** Given data follows **

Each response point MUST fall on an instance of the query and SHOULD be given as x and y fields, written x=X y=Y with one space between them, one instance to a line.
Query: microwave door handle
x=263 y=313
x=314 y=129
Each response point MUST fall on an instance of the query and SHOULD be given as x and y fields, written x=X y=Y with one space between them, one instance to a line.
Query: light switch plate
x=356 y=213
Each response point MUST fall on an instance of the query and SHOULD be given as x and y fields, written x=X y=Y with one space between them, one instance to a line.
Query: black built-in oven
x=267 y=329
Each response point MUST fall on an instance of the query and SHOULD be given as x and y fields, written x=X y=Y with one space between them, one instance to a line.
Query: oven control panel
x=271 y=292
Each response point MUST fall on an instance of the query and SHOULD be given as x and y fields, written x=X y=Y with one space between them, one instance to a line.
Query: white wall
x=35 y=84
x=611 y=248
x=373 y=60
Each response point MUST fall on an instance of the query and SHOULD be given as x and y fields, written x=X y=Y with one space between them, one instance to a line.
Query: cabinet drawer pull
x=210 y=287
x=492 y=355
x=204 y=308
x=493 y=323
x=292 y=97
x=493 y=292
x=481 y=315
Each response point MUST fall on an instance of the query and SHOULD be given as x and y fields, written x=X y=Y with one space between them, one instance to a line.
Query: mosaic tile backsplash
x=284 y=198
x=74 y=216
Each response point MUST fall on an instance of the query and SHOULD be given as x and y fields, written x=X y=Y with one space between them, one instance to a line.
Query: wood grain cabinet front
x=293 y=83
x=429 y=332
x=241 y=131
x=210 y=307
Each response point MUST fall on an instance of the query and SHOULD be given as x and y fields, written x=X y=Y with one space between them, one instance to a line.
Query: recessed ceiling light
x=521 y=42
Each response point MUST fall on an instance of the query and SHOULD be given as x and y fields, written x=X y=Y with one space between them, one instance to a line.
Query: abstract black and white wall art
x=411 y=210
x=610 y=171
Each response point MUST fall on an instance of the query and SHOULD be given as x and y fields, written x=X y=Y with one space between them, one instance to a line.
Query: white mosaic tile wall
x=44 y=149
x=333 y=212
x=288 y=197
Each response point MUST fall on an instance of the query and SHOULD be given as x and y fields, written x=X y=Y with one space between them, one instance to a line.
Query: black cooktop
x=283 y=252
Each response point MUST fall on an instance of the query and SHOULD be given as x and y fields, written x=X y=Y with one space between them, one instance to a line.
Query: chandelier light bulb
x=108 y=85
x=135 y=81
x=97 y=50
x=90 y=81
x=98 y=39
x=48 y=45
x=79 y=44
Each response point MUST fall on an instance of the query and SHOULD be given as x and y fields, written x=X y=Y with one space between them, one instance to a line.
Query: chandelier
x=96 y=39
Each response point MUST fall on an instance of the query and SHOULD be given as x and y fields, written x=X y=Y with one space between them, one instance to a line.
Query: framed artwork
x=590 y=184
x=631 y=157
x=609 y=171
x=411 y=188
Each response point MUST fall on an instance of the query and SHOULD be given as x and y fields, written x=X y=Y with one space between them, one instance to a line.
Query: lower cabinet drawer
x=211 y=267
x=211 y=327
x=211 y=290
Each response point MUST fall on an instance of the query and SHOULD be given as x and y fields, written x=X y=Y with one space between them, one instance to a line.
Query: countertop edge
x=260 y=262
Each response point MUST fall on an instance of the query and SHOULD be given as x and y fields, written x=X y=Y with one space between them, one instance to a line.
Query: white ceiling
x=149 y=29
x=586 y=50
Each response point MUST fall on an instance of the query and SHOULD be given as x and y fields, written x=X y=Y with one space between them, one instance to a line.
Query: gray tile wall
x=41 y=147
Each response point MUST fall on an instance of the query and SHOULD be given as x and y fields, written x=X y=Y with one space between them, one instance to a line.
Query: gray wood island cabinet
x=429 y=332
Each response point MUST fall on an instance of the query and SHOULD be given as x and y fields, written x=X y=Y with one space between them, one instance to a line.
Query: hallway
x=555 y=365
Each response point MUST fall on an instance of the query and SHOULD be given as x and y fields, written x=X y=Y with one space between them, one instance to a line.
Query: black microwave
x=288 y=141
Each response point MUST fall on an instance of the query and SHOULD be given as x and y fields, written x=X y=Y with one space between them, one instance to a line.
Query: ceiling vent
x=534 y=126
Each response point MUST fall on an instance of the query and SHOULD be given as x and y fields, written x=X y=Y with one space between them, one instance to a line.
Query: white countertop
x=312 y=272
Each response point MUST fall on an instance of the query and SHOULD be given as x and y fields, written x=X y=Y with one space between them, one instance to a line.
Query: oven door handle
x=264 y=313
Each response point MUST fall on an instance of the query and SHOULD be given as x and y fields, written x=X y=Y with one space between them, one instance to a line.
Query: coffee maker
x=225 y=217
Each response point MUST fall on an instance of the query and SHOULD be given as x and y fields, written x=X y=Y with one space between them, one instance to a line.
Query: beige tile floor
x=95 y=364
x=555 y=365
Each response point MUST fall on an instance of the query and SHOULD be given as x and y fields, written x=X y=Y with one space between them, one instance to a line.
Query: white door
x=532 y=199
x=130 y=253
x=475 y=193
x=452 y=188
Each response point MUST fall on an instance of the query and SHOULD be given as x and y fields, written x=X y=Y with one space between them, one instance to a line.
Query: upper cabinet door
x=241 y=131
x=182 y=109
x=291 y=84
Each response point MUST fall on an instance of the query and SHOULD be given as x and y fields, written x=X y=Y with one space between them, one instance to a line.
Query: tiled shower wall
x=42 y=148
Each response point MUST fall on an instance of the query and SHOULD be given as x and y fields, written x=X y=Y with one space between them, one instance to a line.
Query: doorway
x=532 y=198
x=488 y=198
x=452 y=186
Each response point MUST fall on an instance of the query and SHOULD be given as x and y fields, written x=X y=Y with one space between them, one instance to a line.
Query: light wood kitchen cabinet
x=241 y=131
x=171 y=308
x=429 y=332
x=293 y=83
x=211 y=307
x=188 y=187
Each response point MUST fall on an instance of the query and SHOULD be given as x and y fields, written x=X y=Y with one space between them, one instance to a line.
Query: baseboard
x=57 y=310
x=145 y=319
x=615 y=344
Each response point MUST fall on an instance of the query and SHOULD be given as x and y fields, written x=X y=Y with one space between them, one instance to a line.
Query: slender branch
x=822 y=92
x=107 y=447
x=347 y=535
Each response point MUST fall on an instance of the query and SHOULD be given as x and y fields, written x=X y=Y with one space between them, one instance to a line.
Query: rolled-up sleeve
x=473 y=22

** End of Given data **

** Exercise requirements **
Repeat the records above exactly, leaving none out.

** Answer to this exercise **
Each response point MUST fall on an instance of the query and SHOULD be given as x and y fields, written x=X y=Y with one space between them, one instance to a line.
Query: microwave door handle
x=263 y=313
x=314 y=129
Each response point MUST fall on an instance of the query and SHOULD be given as x and y fields, written x=X y=Y with one space between them, one instance to a line.
Query: light switch plate
x=356 y=213
Each response point MUST fall on an instance of the query and SHOULD be given as x and y fields, written x=X y=Y with one space between them, one instance to a line.
Query: black built-in oven
x=267 y=329
Each response point MUST fall on an instance of the query and SHOULD be given as x and y fields, written x=X y=Y with one space between them, one instance to a line.
Query: oven control panel
x=271 y=292
Each response point MUST fall on an instance of the query and SHOULD be given as x and y fields, written x=X y=Y with one space between them, one instance to a line.
Query: white wall
x=35 y=84
x=611 y=248
x=373 y=60
Each response point MUST fall on an instance of the query and SHOULD be given as x and y fields, written x=X y=Y with one space between them, one instance to a line.
Query: cabinet drawer pull
x=210 y=287
x=492 y=355
x=204 y=308
x=493 y=323
x=292 y=97
x=493 y=292
x=481 y=315
Each response point MUST fall on an instance of the query and SHOULD be given as x and y fields, written x=X y=Y with one space between them, one instance to a line.
Query: mosaic tile backsplash
x=284 y=198
x=74 y=216
Each response point MUST fall on an instance of the query and SHOULD be given as x and y fields, written x=X y=Y with one space between them, one instance to a line.
Query: wood grain cabinet front
x=293 y=83
x=429 y=332
x=241 y=131
x=210 y=307
Each response point MUST fall on an instance of the query and SHOULD be given as x and y fields, written x=X y=Y with one space between them, one instance to a line.
Query: recessed ceiling light
x=521 y=42
Each response point MUST fall on an instance of the query and SHOULD be given as x and y fields, written x=X y=Y with one space between them, one instance to a line.
Query: abstract black and white wall art
x=411 y=210
x=610 y=171
Each response point MUST fall on an instance of the query and SHOULD be given as x and y fields, written x=X y=Y with one space between them, one instance to a line.
Query: white mosaic tile wall
x=44 y=149
x=333 y=212
x=288 y=197
Each response point MUST fall on an instance of the query and SHOULD be given as x and y fields, written x=X y=Y with one space between them, one instance to a line.
Query: black cooktop
x=283 y=252
Each response point MUST fall on an instance of the query and SHOULD be given as x and y fields, written x=X y=Y with one space between them, one instance to a line.
Query: chandelier light bulb
x=108 y=85
x=135 y=81
x=97 y=50
x=90 y=81
x=98 y=39
x=48 y=45
x=79 y=44
Each response point MUST fall on an instance of the query and SHOULD be given as x and y fields, written x=X y=Y with one space between them, one instance to a line.
Query: chandelier
x=96 y=39
Each response point MUST fall on an instance of the query and SHOULD be given as x and y fields, written x=X y=Y with one space between them, one instance to a line.
Query: framed artwork
x=590 y=184
x=631 y=157
x=609 y=171
x=411 y=188
Each response point MUST fall on an instance of the query and SHOULD be given as x and y fields, written x=X y=Y with one space between them, one instance to a line.
Query: lower cabinet drawer
x=211 y=267
x=211 y=327
x=211 y=290
Each response point MUST fall on an instance of the query and SHOULD be given as x and y fields, written x=X y=Y with one space between them, one instance to a line.
Query: countertop edge
x=260 y=262
Each response point MUST fall on an instance of the query and SHOULD be given as x and y fields, written x=X y=Y with one space between them, one instance to a line.
Query: white ceiling
x=149 y=29
x=586 y=50
Each response point MUST fall on an instance of the query and SHOULD be given as x and y fields, written x=X y=Y with one space between them, one instance to a line.
Query: gray tile wall
x=41 y=147
Each response point MUST fall on an instance of the query and SHOULD be given as x and y fields, written x=X y=Y with one space between them, one instance to a line.
Query: gray wood island cabinet
x=429 y=332
Each response point MUST fall on an instance of the query and SHOULD be given as x and y fields, written x=X y=Y with one space between them, one instance to a line.
Query: hallway
x=555 y=365
Each response point MUST fall on an instance of the query and SHOULD be given as x and y fields, written x=X y=Y with one space between them, one instance to a line.
Query: black microwave
x=288 y=141
Each response point MUST fall on an instance of the query and SHOULD be given as x and y fields, written x=X y=Y with one space between them, one instance to a line.
Query: ceiling vent
x=534 y=126
Each response point MUST fall on an instance of the query and SHOULD be given as x and y fields, written x=X y=Y with one space between them, one instance to a line.
Query: white countertop
x=312 y=272
Each response point MUST fall on an instance of the query and SHOULD be given as x and y fields, written x=X y=Y with one space between them, one instance to a line.
Query: oven door handle
x=264 y=313
Each response point MUST fall on an instance of the query and SHOULD be given as x and y fields, written x=X y=Y with one space between them, one instance to a line.
Query: coffee maker
x=225 y=217
Each response point MUST fall on an instance of the query and SHOULD be given as x and y fields, written x=X y=Y with one space between them, one instance to a line.
Query: beige tile floor
x=95 y=364
x=555 y=365
Each response point MUST fall on an instance of the query and SHOULD be given as x and y fields, written x=X y=Y with one space between them, one instance to a line.
Query: white door
x=532 y=199
x=130 y=253
x=475 y=193
x=452 y=188
Each response point MUST fall on an instance of the query and SHOULD be given as x and y fields, written x=X y=Y with one space between them, one instance to a line.
Query: upper cabinet door
x=241 y=131
x=182 y=109
x=291 y=84
Each response point MUST fall on an instance of the query and SHOULD be given as x and y fields, written x=X y=Y with one space between them, one instance to a line.
Query: tiled shower wall
x=42 y=148
Each response point MUST fall on an instance of the query and SHOULD be given as x and y fields, written x=X y=Y with one space between them, one instance to a line.
Query: doorway
x=532 y=198
x=488 y=198
x=452 y=186
Each response point MUST fall on an instance of the query and SHOULD be given as x and y fields, written x=X y=Y with one space between them, one instance to a line.
Query: light wood kitchen cabinet
x=241 y=131
x=171 y=308
x=429 y=332
x=293 y=83
x=211 y=307
x=188 y=187
Each response point MUST fall on an instance of the query and SHOULD be given as x and y fields, written x=X y=Y with one space between them, one instance to a line.
Query: baseboard
x=57 y=310
x=145 y=319
x=615 y=344
Each response point MUST fall on an instance of the query and SHOULD be given as x and y fields, written x=X y=Y with one space between them, one instance to a line.
Query: slender branch
x=822 y=92
x=107 y=447
x=347 y=535
Each response point MUST fall on an instance of the query and SHOULD be given as x and y fields, written x=X y=Y with one space between them, one instance to a line.
Query: rolled-up sleeve
x=473 y=22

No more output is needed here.